WORK ORDER: Continue the forum thread about solving a logarithm with base x+3, starting after its final sentence.

READING TEXT:
§

Question

I'm trying to figure this out, but I can't seem to get it right. It says:

Answer 1

Which of the following is the solution of log x+3 (.001)=-3

Answer 2

I tried putting it in exponential form, and looked it up, but every time I change it to exponential form, I get: (x+3)^-3=.001, and I'm pretty sure that's not right. How do I do this? It's getting confusing.

Answer 3

is it \[\log(x+3)^{.001}=-3\]?

Answer 4

Use \[\large\log_bx=y\quad\iff\quad x=b^y\]

Answer 5

Ummm... the x+3 looks like a base, and .001 isn't an exponent, so I don't think so

Answer 6

oh , like this?

\[\log_{x+3}(.001)=−3\]

Answer 7

Yes!

Answer 8

Also, I've seen a similar formula you gave, only it looks like this: y=b^x >> x=log b (y). What's the difference between the two?

Answer 9

um there is no difference i just choose x where they chose y and visa versa.

\[\large y=b^x\quad \iff\quad \log_b (y)=x\]

hmm, can you express .001 as a power of ten?

§

INFORMATION SHOWN:
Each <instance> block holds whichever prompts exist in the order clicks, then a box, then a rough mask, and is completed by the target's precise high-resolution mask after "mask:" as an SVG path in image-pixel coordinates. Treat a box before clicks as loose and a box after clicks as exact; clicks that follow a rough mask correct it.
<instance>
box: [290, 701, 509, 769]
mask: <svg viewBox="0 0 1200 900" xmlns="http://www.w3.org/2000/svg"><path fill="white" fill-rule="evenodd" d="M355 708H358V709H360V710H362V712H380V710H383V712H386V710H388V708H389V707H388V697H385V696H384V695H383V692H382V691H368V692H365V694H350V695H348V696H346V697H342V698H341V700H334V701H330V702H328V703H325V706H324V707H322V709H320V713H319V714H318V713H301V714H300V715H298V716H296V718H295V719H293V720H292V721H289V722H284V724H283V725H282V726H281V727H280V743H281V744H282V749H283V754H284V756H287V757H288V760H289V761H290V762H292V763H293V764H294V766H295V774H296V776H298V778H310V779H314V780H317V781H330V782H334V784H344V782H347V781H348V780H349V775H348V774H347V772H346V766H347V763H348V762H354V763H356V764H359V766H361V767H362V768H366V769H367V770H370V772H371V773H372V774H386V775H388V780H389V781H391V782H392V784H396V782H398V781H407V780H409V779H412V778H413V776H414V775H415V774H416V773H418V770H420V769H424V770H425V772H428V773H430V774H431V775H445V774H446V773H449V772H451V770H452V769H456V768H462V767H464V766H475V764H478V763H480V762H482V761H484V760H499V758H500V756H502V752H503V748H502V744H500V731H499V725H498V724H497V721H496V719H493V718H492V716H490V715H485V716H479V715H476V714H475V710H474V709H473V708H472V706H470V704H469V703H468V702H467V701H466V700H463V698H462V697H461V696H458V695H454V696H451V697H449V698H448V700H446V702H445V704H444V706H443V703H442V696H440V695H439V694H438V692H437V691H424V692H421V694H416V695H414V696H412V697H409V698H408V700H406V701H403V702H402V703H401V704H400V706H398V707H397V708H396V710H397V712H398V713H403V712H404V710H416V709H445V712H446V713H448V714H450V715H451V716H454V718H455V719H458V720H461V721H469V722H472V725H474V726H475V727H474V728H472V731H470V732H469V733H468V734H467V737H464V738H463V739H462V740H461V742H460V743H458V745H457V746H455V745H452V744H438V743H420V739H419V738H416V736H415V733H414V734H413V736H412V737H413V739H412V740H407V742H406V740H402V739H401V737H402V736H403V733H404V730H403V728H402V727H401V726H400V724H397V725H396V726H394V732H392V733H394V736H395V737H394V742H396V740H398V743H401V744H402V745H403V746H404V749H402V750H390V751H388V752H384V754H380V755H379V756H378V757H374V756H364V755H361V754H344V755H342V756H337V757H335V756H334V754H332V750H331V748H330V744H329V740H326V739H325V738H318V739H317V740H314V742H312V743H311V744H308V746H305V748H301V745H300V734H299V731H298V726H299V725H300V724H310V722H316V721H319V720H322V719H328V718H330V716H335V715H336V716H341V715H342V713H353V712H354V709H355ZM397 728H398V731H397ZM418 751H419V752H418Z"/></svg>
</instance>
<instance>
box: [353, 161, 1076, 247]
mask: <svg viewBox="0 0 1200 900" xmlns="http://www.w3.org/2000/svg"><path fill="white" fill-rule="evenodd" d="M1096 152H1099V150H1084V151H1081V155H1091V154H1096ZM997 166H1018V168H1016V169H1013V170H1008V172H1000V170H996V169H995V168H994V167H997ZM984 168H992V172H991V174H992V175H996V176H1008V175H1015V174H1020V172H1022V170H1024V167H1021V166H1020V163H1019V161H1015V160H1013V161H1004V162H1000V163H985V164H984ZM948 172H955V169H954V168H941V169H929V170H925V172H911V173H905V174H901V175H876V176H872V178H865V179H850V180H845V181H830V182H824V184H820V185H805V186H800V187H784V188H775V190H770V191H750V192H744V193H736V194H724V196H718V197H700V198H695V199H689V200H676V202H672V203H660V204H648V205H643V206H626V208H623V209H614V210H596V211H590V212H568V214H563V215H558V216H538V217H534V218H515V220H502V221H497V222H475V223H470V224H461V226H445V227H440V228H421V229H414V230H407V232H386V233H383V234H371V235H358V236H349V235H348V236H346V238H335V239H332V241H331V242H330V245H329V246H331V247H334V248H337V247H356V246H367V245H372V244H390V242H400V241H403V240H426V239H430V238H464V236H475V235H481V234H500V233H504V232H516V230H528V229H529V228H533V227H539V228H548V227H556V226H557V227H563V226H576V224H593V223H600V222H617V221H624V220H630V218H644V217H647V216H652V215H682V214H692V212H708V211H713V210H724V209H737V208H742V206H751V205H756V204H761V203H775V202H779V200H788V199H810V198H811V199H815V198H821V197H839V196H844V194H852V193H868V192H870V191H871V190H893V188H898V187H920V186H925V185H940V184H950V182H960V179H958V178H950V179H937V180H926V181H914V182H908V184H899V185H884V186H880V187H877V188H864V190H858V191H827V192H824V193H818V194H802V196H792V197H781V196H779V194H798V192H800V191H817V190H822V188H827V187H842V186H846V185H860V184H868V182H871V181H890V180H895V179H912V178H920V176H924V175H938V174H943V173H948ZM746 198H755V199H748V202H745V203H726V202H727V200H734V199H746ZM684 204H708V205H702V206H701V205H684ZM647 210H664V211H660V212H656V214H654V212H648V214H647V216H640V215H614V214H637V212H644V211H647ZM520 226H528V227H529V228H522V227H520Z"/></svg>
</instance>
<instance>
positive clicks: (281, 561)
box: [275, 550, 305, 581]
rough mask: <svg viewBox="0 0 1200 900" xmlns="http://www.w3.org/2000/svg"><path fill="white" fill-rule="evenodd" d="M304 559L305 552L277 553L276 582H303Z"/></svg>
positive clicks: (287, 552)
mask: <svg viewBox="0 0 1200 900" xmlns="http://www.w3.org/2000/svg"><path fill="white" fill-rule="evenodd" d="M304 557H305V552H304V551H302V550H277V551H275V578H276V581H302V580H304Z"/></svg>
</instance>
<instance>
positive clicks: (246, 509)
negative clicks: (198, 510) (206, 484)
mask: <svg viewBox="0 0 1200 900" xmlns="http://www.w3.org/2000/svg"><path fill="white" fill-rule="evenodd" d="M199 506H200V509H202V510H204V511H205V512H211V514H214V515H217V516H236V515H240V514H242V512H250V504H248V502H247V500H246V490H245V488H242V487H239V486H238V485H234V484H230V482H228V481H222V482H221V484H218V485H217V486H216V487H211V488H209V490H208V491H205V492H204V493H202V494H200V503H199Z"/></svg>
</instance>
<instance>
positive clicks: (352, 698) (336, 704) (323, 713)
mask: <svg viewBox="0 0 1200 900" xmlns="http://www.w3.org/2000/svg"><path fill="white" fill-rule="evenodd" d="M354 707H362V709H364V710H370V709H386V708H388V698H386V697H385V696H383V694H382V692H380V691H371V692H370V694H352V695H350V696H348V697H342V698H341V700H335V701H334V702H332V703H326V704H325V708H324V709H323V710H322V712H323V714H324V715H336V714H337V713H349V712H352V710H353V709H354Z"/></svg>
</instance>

§

RESULT FOR THIS TASK:
Answer 10

That would be 10^-2, right?

Answer 11

.1 is 10^-1

.01 is 10^-2
so
.001 is 10 ^-...

Answer 12

Oh 10^-3. Whoops. Okay, got it.

Answer 13

Right , so

\[\log_{x+3}(.001)=−3\\\log_{x+3}(10^{-3})=−3\]

Answer 14

So...
10^-3=(x+3)^-3 ?

Answer 15

yes!

Answer 16

So when I'm solving this, can I cancel the exponents out, or would that be bad?

Answer 17

that's correct
the exponents on both sides are the same so they can cancel

10 = x+3

Answer 18

So x=7. Okay, got it. Thank you for helping me!! That really fixed my confusion.

Answer 19

yay you got it !